*YOUR INSTRUCTIONS*: Rewrite the listing below, starting at the line containing "Can you see the tree branch" and ending at the end of the listing, and keep each line's request as it is. Scale every pixel coordinate in the answers by 0.8, round each to a whole number with halves going up, and leave the pictures out.

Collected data
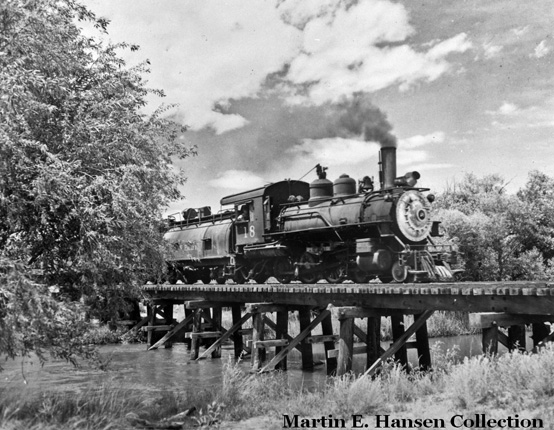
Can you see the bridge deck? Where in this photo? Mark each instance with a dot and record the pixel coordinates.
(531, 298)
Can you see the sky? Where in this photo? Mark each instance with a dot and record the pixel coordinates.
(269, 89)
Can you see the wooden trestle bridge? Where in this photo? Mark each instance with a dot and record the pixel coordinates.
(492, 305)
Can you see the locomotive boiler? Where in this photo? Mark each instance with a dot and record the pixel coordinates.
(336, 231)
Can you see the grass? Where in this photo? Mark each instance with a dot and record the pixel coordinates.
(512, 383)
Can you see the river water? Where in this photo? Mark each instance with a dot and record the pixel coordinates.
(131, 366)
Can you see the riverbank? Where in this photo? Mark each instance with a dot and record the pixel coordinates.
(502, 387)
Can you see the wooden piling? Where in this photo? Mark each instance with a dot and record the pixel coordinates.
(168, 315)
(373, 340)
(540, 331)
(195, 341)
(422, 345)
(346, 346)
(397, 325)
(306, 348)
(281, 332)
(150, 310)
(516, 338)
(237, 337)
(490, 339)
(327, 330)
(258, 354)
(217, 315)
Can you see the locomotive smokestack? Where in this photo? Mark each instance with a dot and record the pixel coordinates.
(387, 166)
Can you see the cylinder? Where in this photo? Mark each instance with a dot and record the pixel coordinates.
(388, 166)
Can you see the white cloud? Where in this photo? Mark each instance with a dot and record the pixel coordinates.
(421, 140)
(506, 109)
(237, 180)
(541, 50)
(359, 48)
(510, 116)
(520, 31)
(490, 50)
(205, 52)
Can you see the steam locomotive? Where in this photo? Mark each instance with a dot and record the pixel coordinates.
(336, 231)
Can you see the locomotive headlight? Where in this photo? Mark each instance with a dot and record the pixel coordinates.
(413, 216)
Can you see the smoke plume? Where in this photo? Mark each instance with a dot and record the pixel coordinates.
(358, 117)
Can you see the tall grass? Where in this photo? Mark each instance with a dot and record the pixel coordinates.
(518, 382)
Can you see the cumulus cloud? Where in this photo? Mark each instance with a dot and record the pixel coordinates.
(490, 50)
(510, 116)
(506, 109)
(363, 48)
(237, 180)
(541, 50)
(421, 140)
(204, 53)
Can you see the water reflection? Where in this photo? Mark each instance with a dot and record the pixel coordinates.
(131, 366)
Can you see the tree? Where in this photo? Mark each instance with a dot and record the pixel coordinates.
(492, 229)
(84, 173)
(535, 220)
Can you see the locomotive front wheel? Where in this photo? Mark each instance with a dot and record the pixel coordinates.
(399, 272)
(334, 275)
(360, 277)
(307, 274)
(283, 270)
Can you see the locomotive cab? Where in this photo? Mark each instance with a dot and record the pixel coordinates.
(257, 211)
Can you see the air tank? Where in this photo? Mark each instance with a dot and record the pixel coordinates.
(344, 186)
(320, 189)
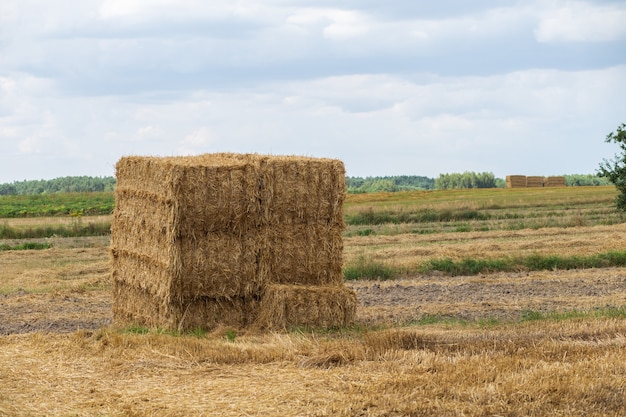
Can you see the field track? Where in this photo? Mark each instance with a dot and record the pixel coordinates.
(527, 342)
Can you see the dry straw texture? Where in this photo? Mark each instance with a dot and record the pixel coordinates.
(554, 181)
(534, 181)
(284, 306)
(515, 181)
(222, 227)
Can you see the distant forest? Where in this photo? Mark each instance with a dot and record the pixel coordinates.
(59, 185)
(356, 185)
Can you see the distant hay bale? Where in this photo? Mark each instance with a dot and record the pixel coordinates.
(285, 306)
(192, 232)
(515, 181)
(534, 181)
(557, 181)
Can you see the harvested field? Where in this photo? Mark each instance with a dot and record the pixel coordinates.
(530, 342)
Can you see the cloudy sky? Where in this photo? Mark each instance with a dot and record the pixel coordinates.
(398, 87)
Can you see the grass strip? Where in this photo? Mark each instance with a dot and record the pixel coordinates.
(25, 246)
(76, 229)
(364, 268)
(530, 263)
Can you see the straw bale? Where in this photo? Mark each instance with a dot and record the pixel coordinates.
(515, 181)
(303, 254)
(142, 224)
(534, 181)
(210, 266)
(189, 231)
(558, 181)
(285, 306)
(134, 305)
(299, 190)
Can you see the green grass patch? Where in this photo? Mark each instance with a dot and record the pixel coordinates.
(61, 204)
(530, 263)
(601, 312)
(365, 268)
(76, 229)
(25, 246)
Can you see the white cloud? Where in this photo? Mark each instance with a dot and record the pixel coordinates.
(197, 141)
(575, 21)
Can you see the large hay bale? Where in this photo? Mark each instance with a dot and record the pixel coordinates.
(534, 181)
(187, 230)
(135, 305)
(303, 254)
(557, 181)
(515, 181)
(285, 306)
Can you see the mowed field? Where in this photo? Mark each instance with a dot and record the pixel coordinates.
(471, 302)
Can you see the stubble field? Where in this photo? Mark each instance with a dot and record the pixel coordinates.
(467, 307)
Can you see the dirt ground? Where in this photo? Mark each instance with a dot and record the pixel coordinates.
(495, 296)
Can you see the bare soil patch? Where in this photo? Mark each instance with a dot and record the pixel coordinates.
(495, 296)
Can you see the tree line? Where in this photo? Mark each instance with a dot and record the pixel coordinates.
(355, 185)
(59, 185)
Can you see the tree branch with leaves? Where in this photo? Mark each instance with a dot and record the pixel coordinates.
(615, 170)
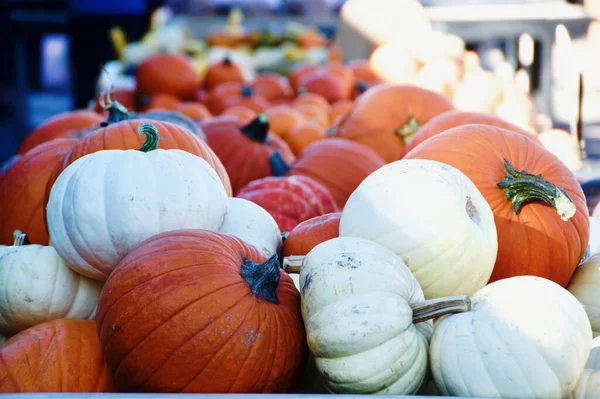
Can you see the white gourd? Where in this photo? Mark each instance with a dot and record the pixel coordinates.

*EXERCISE OUTPUT*:
Can you see the tree branch with leaves? Where in this photo? Mark each instance with a dot and record the pixel coordinates.
(492, 136)
Can you see the white gourd? Where in this photo? Mark each instance with a dot and record the pixel coordinates.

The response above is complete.